Qué hacer:
**a)** Transcribe sin cambios el fragmento del editorial que va desde "El último episodio" hasta "necesidades del país.".
**b)** Indica qué encuesta, según el editorial, muestra que el 72 % de los colombianos confía menos en Gustavo Petro.

Extracto seleccionado:
__________

Editorial Autosabotaje presidencial
La baja popularidad del presidente Gustavo Petro no es casual ni una injusticia; es el síntoma de un gobierno que ha perdido el rumbo y vive una paulatina incredulidad. Las encuestas no solo revelan el deterioro de su imagen, sino que exponen la profundidad del malestar ciudadano ante un líder que, en lugar de ofrecer soluciones, recurre cada vez más a discursos de victimización.
El último episodio que puso en evidencia esta desconexión ocurrió la semana pasada, cuando en plena crisis nacional por el paro camionero—un golpe devastador para el comercio, el transporte y la economía—Petro optó por desviar la atención hacia el software Pegasus. Un tema que, aunque relevante en el pasado, hoy no ocupa las primeras preocupaciones de los colombianos, quienes ven cómo la inseguridad, el desempleo y la inflación se agravan. El presidente, en lugar de asumir la responsabilidad de gestionar una solución, prefirió crear una distracción. Esta actitud, más que estratégica, parece manifestar un desdén por las verdaderas necesidades del país.
Pero la cortina de humo no fue suficiente para evitar el golpe de realidad: según la Encuesta Sabemos, un contundente 72% de los colombianos confía menos en Gustavo Petro tras dos años de mandato. Esta cifra nos muestra una clara pérdida de fe en su capacidad de liderazgo, a la par que confirma que su gestión ha generado más dudas que certezas. El presidente, en lugar de aceptar estos resultados y hacer un análisis interno sobre sus fallas, ha decidido optar por la vía más fácil: deslegitimar las encuestas y acusar a sus críticos de estar alineados con oscuros intereses de poder.
Lo más inquietante es su insistente discurso sobre un golpe de Estado en marcha. Petro ha insinuado repetidamente que las investigaciones en su contra, especialmente las del Consejo Nacional Electoral (CNE), forman parte de un complot para sacarlo del poder. No obstante, esta retórica es peligrosa y engañosa. La Constitución de Colombia es clara: el presidente puede ser investigado y juzgado por el Congreso de la República, a través de la Comisión de Acusaciones de la Cámara de Representantes. Este órgano tiene la responsabilidad de investigar faltas graves cometidas por el presidente, y en caso de ser necesario, el Senado actúa como juez. Las afirmaciones de que el CNE no tiene competencia para investigarlo ignoran que este organismo tiene plena autoridad en materia electoral, incluyendo la fiscalización de las cuentas de campaña del presidente. Al descalificar estas investigaciones como «chambonas», no solo desacredita a las instituciones, sino que siembra dudas sobre el respeto al Estado de derecho.

__________

Fragmentos del listado:
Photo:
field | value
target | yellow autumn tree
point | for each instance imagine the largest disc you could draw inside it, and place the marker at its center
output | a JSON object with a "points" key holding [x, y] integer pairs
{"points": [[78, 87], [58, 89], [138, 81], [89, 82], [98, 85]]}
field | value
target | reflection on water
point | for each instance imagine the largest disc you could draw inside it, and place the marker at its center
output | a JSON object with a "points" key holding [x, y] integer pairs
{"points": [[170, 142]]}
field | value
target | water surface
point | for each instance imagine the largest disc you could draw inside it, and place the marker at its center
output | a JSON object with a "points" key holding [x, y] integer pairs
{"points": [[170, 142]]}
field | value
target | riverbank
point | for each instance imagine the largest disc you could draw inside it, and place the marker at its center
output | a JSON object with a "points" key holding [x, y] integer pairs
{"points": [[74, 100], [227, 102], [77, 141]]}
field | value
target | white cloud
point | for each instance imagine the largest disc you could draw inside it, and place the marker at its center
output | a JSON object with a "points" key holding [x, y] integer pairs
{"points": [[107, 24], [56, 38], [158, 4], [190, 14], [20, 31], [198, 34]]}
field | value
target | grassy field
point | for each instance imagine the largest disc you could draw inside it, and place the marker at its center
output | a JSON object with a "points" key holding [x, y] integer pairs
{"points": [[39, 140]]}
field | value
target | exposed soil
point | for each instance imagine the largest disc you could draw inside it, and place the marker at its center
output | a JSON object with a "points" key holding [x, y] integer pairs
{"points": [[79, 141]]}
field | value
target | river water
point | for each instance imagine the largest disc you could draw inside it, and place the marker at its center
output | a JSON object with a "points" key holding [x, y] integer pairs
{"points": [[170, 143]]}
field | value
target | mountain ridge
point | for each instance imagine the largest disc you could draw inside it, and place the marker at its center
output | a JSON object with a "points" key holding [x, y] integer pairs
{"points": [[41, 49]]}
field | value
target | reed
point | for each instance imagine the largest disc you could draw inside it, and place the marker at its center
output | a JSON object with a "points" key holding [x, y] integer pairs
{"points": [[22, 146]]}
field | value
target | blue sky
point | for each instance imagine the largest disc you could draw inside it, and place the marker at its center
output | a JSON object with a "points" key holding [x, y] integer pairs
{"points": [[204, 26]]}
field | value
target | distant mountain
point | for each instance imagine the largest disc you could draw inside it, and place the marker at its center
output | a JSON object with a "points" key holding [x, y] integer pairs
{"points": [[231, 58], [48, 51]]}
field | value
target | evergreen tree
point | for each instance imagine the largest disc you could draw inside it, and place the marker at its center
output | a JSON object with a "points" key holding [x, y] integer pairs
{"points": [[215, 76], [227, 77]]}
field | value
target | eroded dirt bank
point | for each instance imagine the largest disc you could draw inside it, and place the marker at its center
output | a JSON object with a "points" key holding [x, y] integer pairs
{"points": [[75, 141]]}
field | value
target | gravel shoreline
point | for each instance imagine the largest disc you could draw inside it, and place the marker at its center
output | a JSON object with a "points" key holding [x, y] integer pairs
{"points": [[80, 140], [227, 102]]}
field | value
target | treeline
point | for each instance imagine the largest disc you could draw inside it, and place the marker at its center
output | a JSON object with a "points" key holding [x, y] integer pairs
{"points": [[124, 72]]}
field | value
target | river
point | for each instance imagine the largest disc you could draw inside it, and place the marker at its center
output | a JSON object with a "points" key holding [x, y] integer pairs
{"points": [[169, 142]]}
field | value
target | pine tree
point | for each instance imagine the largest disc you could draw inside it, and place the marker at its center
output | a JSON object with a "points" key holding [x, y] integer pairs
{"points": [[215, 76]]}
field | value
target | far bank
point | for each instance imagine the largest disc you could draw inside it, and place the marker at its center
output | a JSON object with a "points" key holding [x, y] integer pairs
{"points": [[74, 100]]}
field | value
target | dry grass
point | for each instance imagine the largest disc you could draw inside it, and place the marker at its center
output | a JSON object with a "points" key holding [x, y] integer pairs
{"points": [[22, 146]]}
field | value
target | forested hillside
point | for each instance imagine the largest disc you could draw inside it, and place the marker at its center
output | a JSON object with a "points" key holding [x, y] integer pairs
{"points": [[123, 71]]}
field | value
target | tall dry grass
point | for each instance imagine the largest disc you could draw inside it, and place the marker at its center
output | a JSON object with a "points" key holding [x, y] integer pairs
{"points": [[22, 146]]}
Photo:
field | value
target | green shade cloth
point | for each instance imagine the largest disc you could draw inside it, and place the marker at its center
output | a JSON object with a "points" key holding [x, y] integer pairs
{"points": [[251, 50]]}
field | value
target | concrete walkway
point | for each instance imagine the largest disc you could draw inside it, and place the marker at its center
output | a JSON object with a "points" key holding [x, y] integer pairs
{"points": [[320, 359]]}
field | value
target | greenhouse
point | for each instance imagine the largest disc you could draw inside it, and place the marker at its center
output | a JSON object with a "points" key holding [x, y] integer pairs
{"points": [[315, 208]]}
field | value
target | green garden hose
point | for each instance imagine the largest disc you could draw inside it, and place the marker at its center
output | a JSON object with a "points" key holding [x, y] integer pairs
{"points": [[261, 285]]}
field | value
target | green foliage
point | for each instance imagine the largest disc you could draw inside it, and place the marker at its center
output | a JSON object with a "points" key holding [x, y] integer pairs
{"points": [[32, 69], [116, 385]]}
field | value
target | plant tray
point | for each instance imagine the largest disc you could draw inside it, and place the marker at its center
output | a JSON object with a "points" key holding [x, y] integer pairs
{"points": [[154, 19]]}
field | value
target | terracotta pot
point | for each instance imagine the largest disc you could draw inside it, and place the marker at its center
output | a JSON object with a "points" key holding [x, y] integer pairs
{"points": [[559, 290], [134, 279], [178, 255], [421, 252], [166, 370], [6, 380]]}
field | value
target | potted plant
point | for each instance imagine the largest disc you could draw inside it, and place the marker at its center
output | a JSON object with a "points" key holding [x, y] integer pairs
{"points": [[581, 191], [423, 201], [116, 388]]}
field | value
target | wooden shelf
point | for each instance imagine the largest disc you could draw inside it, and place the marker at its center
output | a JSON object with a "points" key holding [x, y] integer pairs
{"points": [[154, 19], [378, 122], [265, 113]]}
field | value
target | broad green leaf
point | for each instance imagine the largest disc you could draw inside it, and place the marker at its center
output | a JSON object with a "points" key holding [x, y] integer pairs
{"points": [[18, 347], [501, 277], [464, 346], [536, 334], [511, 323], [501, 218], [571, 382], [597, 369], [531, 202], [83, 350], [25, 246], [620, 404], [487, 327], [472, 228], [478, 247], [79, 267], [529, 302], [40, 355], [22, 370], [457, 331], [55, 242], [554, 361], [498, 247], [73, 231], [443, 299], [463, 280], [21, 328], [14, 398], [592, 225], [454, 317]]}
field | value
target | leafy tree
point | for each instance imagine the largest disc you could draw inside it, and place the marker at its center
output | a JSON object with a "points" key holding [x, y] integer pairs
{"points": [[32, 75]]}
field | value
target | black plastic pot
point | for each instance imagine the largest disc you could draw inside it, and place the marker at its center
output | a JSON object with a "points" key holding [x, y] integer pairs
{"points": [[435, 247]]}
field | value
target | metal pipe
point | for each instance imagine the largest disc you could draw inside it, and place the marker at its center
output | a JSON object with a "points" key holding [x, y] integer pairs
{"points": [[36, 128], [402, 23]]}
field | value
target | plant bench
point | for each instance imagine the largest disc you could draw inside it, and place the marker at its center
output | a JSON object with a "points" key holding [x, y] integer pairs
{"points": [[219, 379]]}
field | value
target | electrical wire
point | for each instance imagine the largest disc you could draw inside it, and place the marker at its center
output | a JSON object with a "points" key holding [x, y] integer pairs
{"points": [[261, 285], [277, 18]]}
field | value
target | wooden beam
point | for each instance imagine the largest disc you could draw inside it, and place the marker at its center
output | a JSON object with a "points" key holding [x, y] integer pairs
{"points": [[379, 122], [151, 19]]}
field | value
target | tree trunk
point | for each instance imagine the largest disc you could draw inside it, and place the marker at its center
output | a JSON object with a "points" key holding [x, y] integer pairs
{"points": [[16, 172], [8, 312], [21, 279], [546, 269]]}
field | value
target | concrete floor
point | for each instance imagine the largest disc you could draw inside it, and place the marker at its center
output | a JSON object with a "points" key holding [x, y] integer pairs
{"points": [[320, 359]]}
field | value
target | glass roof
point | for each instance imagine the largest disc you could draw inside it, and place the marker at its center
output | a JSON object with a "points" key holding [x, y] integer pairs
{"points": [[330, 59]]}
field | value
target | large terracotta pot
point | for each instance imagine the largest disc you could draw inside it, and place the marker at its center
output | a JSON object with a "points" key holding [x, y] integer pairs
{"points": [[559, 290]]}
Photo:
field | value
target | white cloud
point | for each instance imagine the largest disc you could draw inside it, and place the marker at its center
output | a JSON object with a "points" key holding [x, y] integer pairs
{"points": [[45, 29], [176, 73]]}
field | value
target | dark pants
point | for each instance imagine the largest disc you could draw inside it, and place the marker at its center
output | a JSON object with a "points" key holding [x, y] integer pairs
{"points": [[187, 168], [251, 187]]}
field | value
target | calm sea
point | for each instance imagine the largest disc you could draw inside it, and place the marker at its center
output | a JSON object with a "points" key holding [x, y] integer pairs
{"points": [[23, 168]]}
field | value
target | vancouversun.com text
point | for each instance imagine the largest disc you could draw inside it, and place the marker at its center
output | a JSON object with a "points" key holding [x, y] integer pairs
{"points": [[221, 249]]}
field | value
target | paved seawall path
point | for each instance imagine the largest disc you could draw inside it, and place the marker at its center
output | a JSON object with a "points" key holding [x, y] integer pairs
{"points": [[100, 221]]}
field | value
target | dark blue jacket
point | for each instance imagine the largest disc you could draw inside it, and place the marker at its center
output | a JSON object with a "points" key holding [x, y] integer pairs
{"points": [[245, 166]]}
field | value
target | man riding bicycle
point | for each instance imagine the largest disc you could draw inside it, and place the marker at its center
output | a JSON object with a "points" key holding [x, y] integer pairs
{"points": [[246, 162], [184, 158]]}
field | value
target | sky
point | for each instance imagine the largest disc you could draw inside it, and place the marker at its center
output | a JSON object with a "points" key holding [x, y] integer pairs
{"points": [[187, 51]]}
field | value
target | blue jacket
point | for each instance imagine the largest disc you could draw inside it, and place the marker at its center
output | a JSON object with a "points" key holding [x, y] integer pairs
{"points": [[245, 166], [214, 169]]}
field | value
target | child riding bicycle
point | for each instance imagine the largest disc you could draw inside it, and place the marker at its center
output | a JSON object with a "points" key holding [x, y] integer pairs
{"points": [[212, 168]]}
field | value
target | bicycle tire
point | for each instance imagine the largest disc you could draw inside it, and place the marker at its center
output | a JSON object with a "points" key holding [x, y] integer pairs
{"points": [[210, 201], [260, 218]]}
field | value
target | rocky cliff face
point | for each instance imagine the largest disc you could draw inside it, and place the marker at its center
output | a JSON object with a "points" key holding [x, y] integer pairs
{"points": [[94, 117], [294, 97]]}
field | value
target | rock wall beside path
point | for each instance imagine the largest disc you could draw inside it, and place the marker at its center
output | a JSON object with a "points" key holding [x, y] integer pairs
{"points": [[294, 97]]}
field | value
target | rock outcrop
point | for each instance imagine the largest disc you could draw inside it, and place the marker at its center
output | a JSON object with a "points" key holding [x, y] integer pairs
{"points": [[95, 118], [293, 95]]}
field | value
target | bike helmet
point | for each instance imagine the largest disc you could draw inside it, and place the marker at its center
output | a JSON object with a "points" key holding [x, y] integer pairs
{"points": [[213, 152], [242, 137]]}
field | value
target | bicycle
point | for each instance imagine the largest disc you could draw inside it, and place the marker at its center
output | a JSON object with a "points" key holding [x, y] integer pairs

__________

Resultados esperados:
**a)**
El último episodio que puso en evidencia esta desconexión ocurrió la semana pasada, cuando en plena crisis nacional por el paro camionero—un golpe devastador para el comercio, el transporte y la economía—Petro optó por desviar la atención hacia el software Pegasus. Un tema que, aunque relevante en el pasado, hoy no ocupa las primeras preocupaciones de los colombianos, quienes ven cómo la inseguridad, el desempleo y la inflación se agravan. El presidente, en lugar de asumir la responsabilidad de gestionar una solución, prefirió crear una distracción. Esta actitud, más que estratégica, parece manifestar un desdén por las verdaderas necesidades del país.

**b)** La Encuesta Sabemos.